Extrait présenté:
· · · · ·

Mais la constitution de l’an VIII qui nous régissait encore lors des événements de 1814, n’était pas moins libérale, sauf qu’elle exigeait 10 années de résidence, mais sans aucune autre condition.
Sur ce dernier point, il y eut toutefois dérogation par le sénatus-consulte du 19 février 1808, qui, pour les cas spécifiés dans le projet de la section centrale, attribua à l’empereur le droit de conférer la naturalisation par un décret spécial, le conseil d’Etat entendu, sous la seule condition d’une année de domicile.
Plus tard, une loi du 14 octobre 1814 confirma les dispositions de la constitution de l’an VIII et attribua aux chambres le droit de vérifier les lettres de naturalisation, et toujours sans aucune condition fiscale.
De manière qu’en France l’étranger obtient la naturalisation sans être astreint à aucune rétribution.
Voyons maintenant le régime hollandais.
Une subversion de principe lui importait peu lorsqu’elle pouvait procurer de l’argent.
Par un premier arrêté du 22 septembre 1814, Guillaume, alors prince souverain des Pays-Bas, débuta par ordonner que tout Français remplissant des fonctions publiques cesserait de les occuper si, dans les deux mois, il n’avait obtenu de lui des lettres de naturalisation.
Par un autre arrêté du 24 décembre suivant, il attacha à ces lettres de naturalisation une rétribution fixe de 1,200 francs, qu’il réduisit à 300 pour les personnes qui importeraient une fabrique ou autre établissement d’industrie en se réservant toutefois de faire remise de tout ou partie de ces rétributions en faveur des individus qui pourraient avoir des titres à ce qu’il appelle cette faveur spéciale de sa munificence.
Les choses étaient dans cet état lorsque la loi fondamentale fut publiée, et, comme l’on sait, elle n’avait attaché aucune rétribution pécuniaire ni à la grande, ni à la petite naturalisation.
Advint alors la loi du 31 mai 1824.
Cette loi avait pour objet l’introduction d’un nouveau système financier, et la fiscalité se saisit de l’occasion pour déterminer, sans discernement, tout ce que l’acte de naturalisation avait de généreux.
Je dis sans discernement, et vous allez en juger, messieurs.
Par cette loi les lettres de noblesse n’ont été assujetties qu’à un droit de 100 florins, tandis que les lettres de naturalisation y furent tarifées jusqu’à 600 florins.
De manière que la libéralité qui ne devait s’exercer qu’alors qu’elle pouvait être utile au pays, était considérée comme matière six fois plus imposable que l’ambition et la vanité.

· · · · ·

Éléments d'étiquetage pour la segmentation:
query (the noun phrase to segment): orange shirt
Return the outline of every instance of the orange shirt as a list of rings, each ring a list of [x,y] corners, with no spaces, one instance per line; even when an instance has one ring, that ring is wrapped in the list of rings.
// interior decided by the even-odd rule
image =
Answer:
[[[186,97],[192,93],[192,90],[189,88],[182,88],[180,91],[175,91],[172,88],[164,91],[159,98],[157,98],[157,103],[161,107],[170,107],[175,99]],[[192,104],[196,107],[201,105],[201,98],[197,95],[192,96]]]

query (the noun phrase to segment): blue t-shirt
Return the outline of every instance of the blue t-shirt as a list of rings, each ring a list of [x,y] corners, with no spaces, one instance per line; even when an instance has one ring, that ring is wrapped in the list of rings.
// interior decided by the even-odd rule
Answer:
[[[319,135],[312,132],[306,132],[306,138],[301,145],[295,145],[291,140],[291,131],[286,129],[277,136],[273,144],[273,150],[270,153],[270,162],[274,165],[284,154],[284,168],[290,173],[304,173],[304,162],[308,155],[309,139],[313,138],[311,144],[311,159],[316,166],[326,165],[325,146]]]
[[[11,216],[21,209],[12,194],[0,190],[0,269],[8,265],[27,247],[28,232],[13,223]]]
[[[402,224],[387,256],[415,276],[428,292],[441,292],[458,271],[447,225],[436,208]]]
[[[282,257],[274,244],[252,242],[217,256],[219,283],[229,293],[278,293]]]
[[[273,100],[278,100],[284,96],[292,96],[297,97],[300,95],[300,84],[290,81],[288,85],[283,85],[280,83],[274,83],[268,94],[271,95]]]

· · · · ·

Série d'exercices:
A) D'après le texte sur la naturalisation, quel droit la loi du 31 mai 1824 fixait-elle pour les lettres de noblesse ?
B) Prolongez le texte sur la naturalisation à la suite de sa dernière phrase.

Réponses par exercice:
A) Un droit de 100 florins.

B)
Tel est, messieurs, le tableau du régime français et de la législation hollandaise sur les naturalisations.
Nous sommes libres de choisir, et le choix n’est pas douteux si nous voulons rester à la hauteur de nos institutions, si nous voulons que la qualité de Belge soit la récompense du mérite, et non le prix d’une somme d’argent.
D’un côté, c’est un acte de générosité, et de l’autre c’est un calcul sordide qui corrompt le bienfait et dégrade le bienfaiteur.
Notre constitution nous a déjà tracé d’ailleurs la route que nous devons suivre en cette occasion.
L’article 133 a gratifié les étrangers établis en Belgique avant le 1er janvier 1814 et n’a exigé d’eux aucune ni la moindre rétribution.
Cependant des objections ont été faites, il faut y répondre. La naturalisation ordinaire n’est pas, dit-on, comme la grande naturalisation, une libéralité ; c’est un avantage que l’on accorde à l’impétrant.
Oui, messieurs, c’est un avantage qu’on lui accorde, et l’article premier du projet nous apprend que l’avantage accordé à la petite naturalisation n’est guère moins étendu que celui qui est conféré à la grande.
Mais il ne faut pas, pour tâcher de se mettre à l’aise, séparer l’effet de la cause ; car c’est précisément parce que, dans un cas comme dans l’autre, c’est un avantage, que, dans un cas comme dans l’autre, c’est une libéralité.
La distinction entre la grande naturalisation et la naturalisation ordinaire, ou le plus ou moins d’avantages qu’elles confèrent à l’impétrant, ne peut donc aider en rien à la solution de la question des convenances, et si, dans un cas comme dans l’autre, c’est une libéralité, elle doit être gratuite.
Mais il faut éviter les demandes indiscrètes il faut empêcher que la chambre ne soit encombrée de demandes ?
La section centrale a été au-devant de cet inconvénient, en faisant observer que le but pouvait être tout aussi facilement atteint en n’accordant la naturalisation qu’avec circonspection et réserves.
Quant à moi, je persiste à croire qu’en attachant une rétribution, qu’en en faisant l’objet d’un impôt, on marche en sens inverse du but que l’on veut atteindre.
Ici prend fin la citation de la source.